Lista de tareas:
A: Reproduce sin cambios la parte del fragmento de lectura que empieza en las palabras "Me recordaba, en" y termina tras las palabras "concretarse con éxito.".
B: Responde con brevedad, según el fragmento de lectura:
(i) ¿En qué ciudad tenía Franco el Cuartel General que visitó Rafael Garcerán?
(ii) ¿Qué cargo ocupaba entonces el padre de Federico von Knobloch?
(iii) ¿A qué autoridad de Alicante se menciona como objeto de un soborno?

Fragmento de lectura:
━━━━
Me recordaba, en este sentido, María Ángeles Garcerán, primogénita de Rafael Garcerán, el comentario del capitán alemán Schubert a su padre cuando éste visitó a Franco en su Cuartel General de Salamanca: «Garcerán, ¿usted cree que será bueno que haya dos cabezas?», inquirió el militar.
Federico von Knobloch, hijo del entonces cónsul alemán en Alicante, ahondaba conmigo en esa misma bicefalia: «Mi padre me decía que nunca supo quién fue en última instancia el responsable de que no se salvase a José Antonio: si sus propios compatriotas alemanes, o tal vez Franco; es posible que a los alemanes no les interesara que hubiese dos mandos en España, dos cabezas…».
Finalmente, ni el asalto a la prisión, ni el soborno del gobernador civil de Alicante, ni tampoco el canje de José Antonio por el hijo de Largo Caballero o por la esposa e hijas del general José Miaja pudieron concretarse con éxito.
━━━━
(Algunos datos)
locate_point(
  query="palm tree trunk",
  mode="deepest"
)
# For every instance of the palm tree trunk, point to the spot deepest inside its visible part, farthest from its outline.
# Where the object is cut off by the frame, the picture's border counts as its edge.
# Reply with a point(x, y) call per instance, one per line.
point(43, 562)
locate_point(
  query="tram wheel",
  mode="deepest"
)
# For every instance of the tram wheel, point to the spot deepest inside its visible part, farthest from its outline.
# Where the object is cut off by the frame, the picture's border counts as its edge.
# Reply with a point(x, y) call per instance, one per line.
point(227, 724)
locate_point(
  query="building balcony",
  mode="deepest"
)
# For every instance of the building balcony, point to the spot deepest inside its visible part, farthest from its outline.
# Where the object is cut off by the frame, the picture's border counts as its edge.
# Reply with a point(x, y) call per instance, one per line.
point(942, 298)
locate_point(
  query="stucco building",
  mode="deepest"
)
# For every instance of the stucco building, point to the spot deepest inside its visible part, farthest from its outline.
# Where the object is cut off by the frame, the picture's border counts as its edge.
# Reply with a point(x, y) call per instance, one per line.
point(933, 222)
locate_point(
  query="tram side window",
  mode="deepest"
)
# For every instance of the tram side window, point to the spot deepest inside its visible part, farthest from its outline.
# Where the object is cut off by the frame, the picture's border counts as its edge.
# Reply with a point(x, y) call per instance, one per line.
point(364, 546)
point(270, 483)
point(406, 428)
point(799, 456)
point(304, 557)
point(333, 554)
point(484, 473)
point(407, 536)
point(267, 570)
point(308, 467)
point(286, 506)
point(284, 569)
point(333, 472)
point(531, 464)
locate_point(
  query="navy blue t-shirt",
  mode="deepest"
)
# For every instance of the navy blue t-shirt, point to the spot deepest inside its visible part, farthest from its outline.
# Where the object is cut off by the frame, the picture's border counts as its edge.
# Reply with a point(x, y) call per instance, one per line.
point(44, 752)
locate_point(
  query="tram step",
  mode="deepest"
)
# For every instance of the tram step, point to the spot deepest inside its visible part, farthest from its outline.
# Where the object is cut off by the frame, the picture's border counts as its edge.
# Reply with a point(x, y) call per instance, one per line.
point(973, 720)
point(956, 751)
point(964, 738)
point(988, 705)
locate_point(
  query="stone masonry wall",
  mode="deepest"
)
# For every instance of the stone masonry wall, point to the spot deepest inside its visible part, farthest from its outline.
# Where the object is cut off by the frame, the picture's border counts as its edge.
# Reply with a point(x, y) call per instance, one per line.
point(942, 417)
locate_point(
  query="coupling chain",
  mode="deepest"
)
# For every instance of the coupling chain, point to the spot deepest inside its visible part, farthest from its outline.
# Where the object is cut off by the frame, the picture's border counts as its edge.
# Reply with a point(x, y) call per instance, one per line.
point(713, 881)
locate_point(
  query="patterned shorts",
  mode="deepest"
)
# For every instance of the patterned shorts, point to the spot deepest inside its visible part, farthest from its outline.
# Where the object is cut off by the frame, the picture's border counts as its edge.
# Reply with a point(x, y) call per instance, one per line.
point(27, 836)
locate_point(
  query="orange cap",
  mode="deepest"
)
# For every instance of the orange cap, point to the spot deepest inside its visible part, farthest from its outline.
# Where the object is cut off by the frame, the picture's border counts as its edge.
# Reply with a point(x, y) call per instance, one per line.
━━━━
Respuestas en orden:
A:
Me recordaba, en este sentido, María Ángeles Garcerán, primogénita de Rafael Garcerán, el comentario del capitán alemán Schubert a su padre cuando éste visitó a Franco en su Cuartel General de Salamanca: «Garcerán, ¿usted cree que será bueno que haya dos cabezas?», inquirió el militar.
Federico von Knobloch, hijo del entonces cónsul alemán en Alicante, ahondaba conmigo en esa misma bicefalia: «Mi padre me decía que nunca supo quién fue en última instancia el responsable de que no se salvase a José Antonio: si sus propios compatriotas alemanes, o tal vez Franco; es posible que a los alemanes no les interesara que hubiese dos mandos en España, dos cabezas…».
Finalmente, ni el asalto a la prisión, ni el soborno del gobernador civil de Alicante, ni tampoco el canje de José Antonio por el hijo de Largo Caballero o por la esposa e hijas del general José Miaja pudieron concretarse con éxito.

B:
(i) En Salamanca.
(ii) Era cónsul alemán en Alicante.
(iii) Al gobernador civil de Alicante.